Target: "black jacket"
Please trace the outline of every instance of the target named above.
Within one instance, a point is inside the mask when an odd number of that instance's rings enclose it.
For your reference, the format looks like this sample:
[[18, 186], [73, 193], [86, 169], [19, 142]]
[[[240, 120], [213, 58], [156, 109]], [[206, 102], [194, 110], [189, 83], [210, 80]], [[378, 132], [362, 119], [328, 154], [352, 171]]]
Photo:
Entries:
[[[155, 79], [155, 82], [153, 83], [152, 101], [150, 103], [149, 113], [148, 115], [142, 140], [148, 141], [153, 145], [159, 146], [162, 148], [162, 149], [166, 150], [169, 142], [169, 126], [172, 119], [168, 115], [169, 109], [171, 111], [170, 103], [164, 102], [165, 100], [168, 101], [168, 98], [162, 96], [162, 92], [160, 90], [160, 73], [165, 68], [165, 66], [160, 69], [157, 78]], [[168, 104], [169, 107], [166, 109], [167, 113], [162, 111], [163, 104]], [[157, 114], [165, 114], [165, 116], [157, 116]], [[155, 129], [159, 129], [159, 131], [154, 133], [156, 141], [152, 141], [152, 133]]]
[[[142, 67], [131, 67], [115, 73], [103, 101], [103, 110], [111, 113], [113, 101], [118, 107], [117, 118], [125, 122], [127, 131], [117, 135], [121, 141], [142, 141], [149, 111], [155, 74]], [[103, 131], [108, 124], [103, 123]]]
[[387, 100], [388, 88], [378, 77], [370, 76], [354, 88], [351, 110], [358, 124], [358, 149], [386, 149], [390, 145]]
::::
Problem description ▸ Rewrite the items above with "black jacket" changed to "dark coat" everywhere and every other part kept the same.

Finished answer ▸
Target: "dark coat"
Please trace the outline of every instance of the target named above.
Within one instance, a point is inside the mask when an odd number of that instance's rings enclose it.
For your reference, the format looks like this sample:
[[18, 186], [73, 193], [86, 169], [19, 142]]
[[[240, 120], [213, 58], [156, 109]], [[206, 102], [194, 110], [189, 83], [210, 80]], [[378, 132], [362, 119], [328, 154], [352, 171]]]
Photo:
Entries:
[[[155, 79], [155, 82], [153, 83], [152, 101], [150, 103], [149, 113], [148, 115], [142, 140], [148, 141], [153, 145], [159, 146], [162, 148], [162, 149], [166, 150], [169, 142], [169, 126], [172, 119], [168, 115], [169, 109], [171, 111], [170, 103], [164, 102], [165, 100], [168, 101], [168, 98], [162, 96], [162, 92], [160, 90], [160, 73], [165, 68], [165, 66], [160, 69], [157, 78]], [[168, 104], [169, 107], [166, 109], [167, 113], [162, 111], [163, 104]], [[157, 114], [165, 114], [165, 116], [157, 116]], [[155, 129], [159, 129], [159, 131], [154, 133], [156, 141], [152, 141], [152, 133]]]
[[[142, 67], [131, 67], [115, 73], [103, 101], [103, 110], [111, 113], [113, 101], [118, 107], [117, 118], [125, 122], [127, 131], [117, 135], [121, 141], [142, 141], [149, 111], [155, 74]], [[103, 131], [108, 124], [103, 123]]]
[[387, 100], [388, 88], [378, 77], [370, 76], [354, 88], [351, 110], [358, 124], [358, 149], [386, 149], [390, 145]]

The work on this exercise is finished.